- Task instructions
Without the pictures, reproduce the records that follow exactly.

Image object location entries
##########

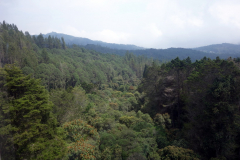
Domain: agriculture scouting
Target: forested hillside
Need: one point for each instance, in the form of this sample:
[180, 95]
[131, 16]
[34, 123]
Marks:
[68, 102]
[70, 40]
[222, 50]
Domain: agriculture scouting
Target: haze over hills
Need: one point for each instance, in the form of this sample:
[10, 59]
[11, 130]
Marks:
[84, 41]
[224, 50]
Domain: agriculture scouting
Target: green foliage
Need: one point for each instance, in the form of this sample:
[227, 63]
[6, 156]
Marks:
[34, 129]
[175, 153]
[83, 140]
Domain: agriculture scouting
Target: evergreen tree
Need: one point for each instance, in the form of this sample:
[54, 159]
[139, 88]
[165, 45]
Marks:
[34, 129]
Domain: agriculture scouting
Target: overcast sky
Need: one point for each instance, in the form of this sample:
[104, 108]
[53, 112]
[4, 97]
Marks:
[146, 23]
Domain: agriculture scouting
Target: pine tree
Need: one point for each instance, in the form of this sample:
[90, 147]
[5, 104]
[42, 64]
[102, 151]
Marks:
[33, 127]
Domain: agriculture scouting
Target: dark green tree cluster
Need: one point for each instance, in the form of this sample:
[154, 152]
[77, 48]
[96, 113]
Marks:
[202, 99]
[28, 126]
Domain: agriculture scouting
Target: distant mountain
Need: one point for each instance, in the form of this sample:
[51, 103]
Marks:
[85, 41]
[162, 54]
[224, 48]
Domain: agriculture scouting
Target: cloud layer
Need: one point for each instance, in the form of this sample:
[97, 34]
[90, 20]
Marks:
[146, 23]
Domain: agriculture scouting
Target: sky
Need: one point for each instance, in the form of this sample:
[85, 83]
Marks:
[145, 23]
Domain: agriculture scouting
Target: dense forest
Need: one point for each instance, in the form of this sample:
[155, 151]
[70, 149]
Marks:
[61, 101]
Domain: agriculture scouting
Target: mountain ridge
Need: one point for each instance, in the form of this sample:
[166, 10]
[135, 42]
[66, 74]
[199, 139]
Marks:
[69, 39]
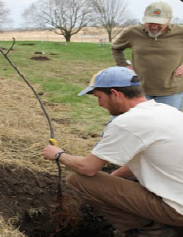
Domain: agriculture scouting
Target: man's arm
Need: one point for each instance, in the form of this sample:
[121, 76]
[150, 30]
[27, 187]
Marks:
[88, 165]
[123, 172]
[179, 71]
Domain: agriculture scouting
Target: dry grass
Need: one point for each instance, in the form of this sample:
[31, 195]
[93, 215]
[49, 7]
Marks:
[24, 133]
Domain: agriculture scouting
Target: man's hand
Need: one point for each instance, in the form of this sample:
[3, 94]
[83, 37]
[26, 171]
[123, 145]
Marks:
[179, 71]
[50, 151]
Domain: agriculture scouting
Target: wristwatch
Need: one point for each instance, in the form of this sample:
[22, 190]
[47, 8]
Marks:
[57, 156]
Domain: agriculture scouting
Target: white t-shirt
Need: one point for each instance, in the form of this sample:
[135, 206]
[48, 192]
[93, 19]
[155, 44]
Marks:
[149, 139]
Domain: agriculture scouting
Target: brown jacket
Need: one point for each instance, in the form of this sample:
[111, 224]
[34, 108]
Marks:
[154, 60]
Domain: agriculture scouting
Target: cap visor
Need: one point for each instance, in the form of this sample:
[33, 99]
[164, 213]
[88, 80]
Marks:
[86, 90]
[156, 20]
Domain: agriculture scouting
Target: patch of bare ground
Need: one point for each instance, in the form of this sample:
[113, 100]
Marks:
[28, 187]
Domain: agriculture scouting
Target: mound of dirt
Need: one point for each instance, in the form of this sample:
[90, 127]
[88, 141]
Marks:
[28, 199]
[40, 58]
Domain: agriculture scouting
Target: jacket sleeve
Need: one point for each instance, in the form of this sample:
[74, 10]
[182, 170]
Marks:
[118, 47]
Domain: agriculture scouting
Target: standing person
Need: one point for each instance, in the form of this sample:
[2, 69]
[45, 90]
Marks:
[145, 139]
[157, 54]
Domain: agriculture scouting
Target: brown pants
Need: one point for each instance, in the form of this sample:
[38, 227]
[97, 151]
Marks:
[124, 203]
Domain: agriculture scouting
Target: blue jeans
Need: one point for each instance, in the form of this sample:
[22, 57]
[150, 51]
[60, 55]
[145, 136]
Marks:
[175, 100]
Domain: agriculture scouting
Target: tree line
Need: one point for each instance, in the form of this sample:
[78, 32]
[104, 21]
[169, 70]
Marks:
[68, 17]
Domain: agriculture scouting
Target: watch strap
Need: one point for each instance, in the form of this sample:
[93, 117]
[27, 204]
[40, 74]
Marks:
[58, 155]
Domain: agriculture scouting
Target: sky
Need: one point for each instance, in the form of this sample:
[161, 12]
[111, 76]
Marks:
[136, 7]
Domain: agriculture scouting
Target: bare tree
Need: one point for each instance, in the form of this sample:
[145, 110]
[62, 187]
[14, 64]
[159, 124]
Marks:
[64, 17]
[4, 16]
[111, 15]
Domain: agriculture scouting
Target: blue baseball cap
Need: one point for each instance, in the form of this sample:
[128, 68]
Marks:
[111, 77]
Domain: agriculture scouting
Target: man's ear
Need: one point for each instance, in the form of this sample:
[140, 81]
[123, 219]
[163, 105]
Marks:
[116, 93]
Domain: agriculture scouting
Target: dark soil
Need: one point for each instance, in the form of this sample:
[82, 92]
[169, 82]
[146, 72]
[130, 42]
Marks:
[40, 58]
[32, 196]
[38, 53]
[28, 44]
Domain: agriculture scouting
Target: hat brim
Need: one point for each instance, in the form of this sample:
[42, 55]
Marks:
[87, 90]
[156, 20]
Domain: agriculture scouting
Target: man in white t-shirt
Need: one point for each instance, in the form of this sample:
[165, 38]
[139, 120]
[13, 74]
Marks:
[145, 139]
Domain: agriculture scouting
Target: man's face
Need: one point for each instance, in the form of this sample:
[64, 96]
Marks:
[108, 102]
[154, 30]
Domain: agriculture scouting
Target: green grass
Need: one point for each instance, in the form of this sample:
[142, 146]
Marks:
[63, 76]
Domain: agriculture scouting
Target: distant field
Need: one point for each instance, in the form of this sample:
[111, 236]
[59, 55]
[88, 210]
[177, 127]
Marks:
[87, 34]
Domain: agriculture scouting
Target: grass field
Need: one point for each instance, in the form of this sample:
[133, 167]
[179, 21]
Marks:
[61, 78]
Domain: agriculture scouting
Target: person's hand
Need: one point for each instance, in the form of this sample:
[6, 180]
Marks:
[50, 151]
[130, 67]
[123, 172]
[179, 71]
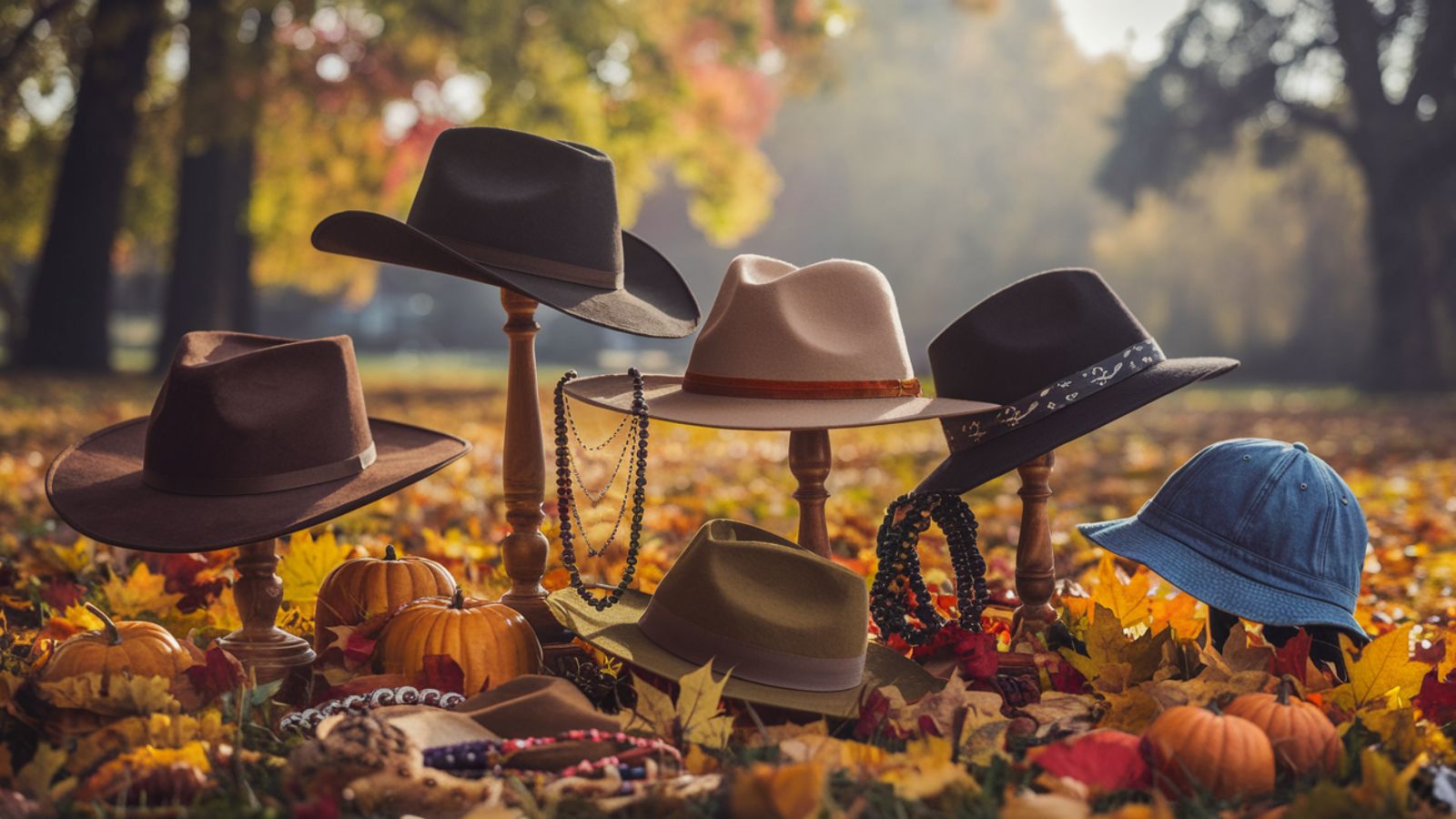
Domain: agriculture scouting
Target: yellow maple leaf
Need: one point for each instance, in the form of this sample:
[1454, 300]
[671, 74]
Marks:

##########

- Task output
Domain: agriculture scouting
Target: forested hillside
Need: one point for each instance, in the form of this sample:
[180, 95]
[131, 16]
[34, 123]
Marks:
[68, 102]
[70, 40]
[222, 50]
Domain: agriculture scouting
Target: haze over hills
Need: one point for each instance, in the form of this sample:
[10, 59]
[11, 130]
Marks:
[84, 41]
[224, 50]
Domain: agriculture scouting
Target: green foliage
Need: one point for each instance, in the form of this sample:
[227, 63]
[6, 156]
Marks:
[34, 129]
[175, 153]
[83, 140]
Domain: agriculture scouting
Target: evergreen tree
Need: one point for each instance, in the form of this sample:
[54, 159]
[139, 88]
[165, 45]
Marks:
[34, 129]
Domain: agriculture scouting
Target: overcast sky
Need: one point for each instance, in the form of this sample:
[104, 108]
[53, 112]
[4, 97]
Marks:
[146, 23]
Domain: agriculture scouting
Target: pine tree
Need: one point for each instance, in the form of this sample:
[90, 147]
[5, 104]
[42, 64]
[102, 151]
Marks:
[33, 127]
Domain: agriculture scouting
Target: dark green tree cluster
Need: one point for each instance, in the form of this sample:
[154, 152]
[77, 48]
[96, 113]
Marks:
[202, 99]
[28, 126]
Domain: agriculture scouting
Target: distant mountain
Need: one point for each instance, in the form of this sample:
[51, 103]
Marks:
[85, 41]
[162, 54]
[224, 48]
Domain: agriculture scouting
Target: cloud layer
Need: one point for each instance, in the form of this sample:
[97, 34]
[90, 20]
Marks:
[146, 23]
Domain: agriculture scouting
Target: sky
Need: one point for each instance, in the form of this sample:
[85, 83]
Marks:
[145, 23]
Domain: agriculture scouting
Target: dense forest
Need: one point for each instance, in the form of this sample:
[155, 151]
[70, 149]
Marks:
[61, 101]
Domain: agriculture scouting
Target: mountain ridge
Need: one point for each instance, in the form of this sample:
[166, 10]
[135, 42]
[66, 74]
[199, 139]
Marks:
[69, 39]
Domain: agriculture scouting
Target: man's arm
Need: one point for each instance, in the form of this sample:
[121, 76]
[150, 30]
[27, 187]
Marks:
[88, 165]
[123, 172]
[179, 71]
Domain: agriculture scouting
Target: dry grass
Need: one point for each instance, in the form of this sample:
[31, 195]
[93, 215]
[49, 7]
Marks:
[24, 133]
Domain: agriculture scouting
Target: man's hand
Need: one point for each instance, in the form of this sample:
[3, 94]
[83, 37]
[26, 171]
[123, 145]
Marks:
[179, 71]
[50, 151]
Domain: agriculture scouting
Target: wristwatch
Need: one point for each instance, in the form of this sample:
[22, 190]
[47, 8]
Marks:
[57, 156]
Domain: agriculture scouting
Target: white t-shirt
Need: one point for each instance, in the form of this sample:
[135, 206]
[48, 192]
[93, 19]
[155, 44]
Marks:
[149, 139]
Domain: agriculture scouting
Target: brown jacket
Need: one point for each instance, in the form of this sample:
[111, 224]
[34, 108]
Marks:
[154, 60]
Domain: agriculture scouting
Target: cap visor
Need: one point for each instance, in the form of this sample:
[33, 99]
[164, 213]
[88, 80]
Marks:
[86, 90]
[156, 20]
Domain: agriculture scouting
Target: patch of bare ground
Need: one point for each instance, in the form of this sample:
[113, 100]
Marks:
[28, 187]
Domain: agriculture scouting
Target: mound of dirt
Need: one point for each instance, in the form of this sample:
[90, 127]
[88, 141]
Marks:
[28, 199]
[40, 58]
Domain: agriculture scouting
Target: jacket sleeve
Need: one point for each instance, in the form of this sample:
[74, 10]
[182, 170]
Marks:
[118, 47]
Domain: agriculture scouting
Target: standing person
Need: one point for each instance, in the form of this sample:
[2, 69]
[45, 90]
Marks:
[145, 139]
[157, 54]
Domain: agriculture scouting
Target: brown pants
Need: one point for each instance, in the form of this sample:
[38, 227]
[97, 151]
Marks:
[124, 203]
Domain: agriculture scouting
Target: blue jeans
Need: one point for each instance, in the form of this sample:
[22, 57]
[150, 51]
[60, 55]
[145, 136]
Marks:
[175, 100]
Domain: agriculture scouting
Target: tree line
Need: one point for each instance, in the form of this sample:
[78, 32]
[104, 21]
[169, 70]
Marks:
[68, 17]
Domain: agriculture scouting
Target: watch strap
Need: one point for each instance, in the form of this sample:
[93, 117]
[27, 204]
[40, 74]
Marks:
[58, 155]
Domain: agriculture scouting
Target: sky
Need: one point for each instance, in the form of this sample:
[161, 12]
[111, 76]
Marks:
[136, 7]
Domain: agriculture scouting
Target: bare tree
Need: one point for each instance, in the form of this sample:
[145, 110]
[62, 187]
[14, 64]
[159, 124]
Marks:
[64, 17]
[4, 16]
[111, 15]
Domain: agriculture scouting
Target: blue baseball cap
Need: one point for each instance, in the form of this sample:
[128, 68]
Marks:
[111, 77]
Domain: agriculture scouting
Target: man's ear
Need: one point for each instance, in the form of this sample:
[140, 81]
[123, 219]
[163, 105]
Marks:
[116, 93]
Domain: agriculture scouting
Target: dark soil
Need: one point for each instance, in the form of this sample:
[82, 92]
[169, 82]
[146, 72]
[130, 42]
Marks:
[40, 58]
[32, 196]
[38, 53]
[28, 44]
Domain: agriculture scouting
Target: hat brim
Need: one point for each instance, in the form of this sample:
[42, 55]
Marks:
[87, 90]
[156, 20]
Domain: agriculture scouting
Target: man in white t-shirt
Need: one point for each instance, in the form of this sample:
[165, 38]
[139, 120]
[13, 74]
Marks:
[145, 139]
Domain: agriculture scouting
Target: man's face
Need: one point for each instance, in the form of this sample:
[64, 96]
Marks:
[108, 102]
[154, 30]
Domain: agriculture scouting
Target: green grass
Need: one point for each instance, in the form of this sample:
[142, 146]
Marks:
[63, 76]
Domain: agriculture scouting
Target: distant field
Need: one point for each instance, in the form of this sample:
[111, 236]
[59, 55]
[88, 210]
[177, 127]
Marks:
[87, 34]
Domain: agriculture scouting
Target: grass field
Need: one point for each instance, in the form of this sample:
[133, 167]
[179, 21]
Marks:
[61, 78]
Domain: agriculture scouting
Target: person's hand
Need: one point for each instance, in the form of this sample:
[6, 180]
Marks:
[50, 151]
[130, 67]
[123, 172]
[179, 71]
Domain: agriculture scouting
Target: yellow maple leaf
Need: one point for each instance, in the form of this sample:
[1454, 300]
[671, 74]
Marks:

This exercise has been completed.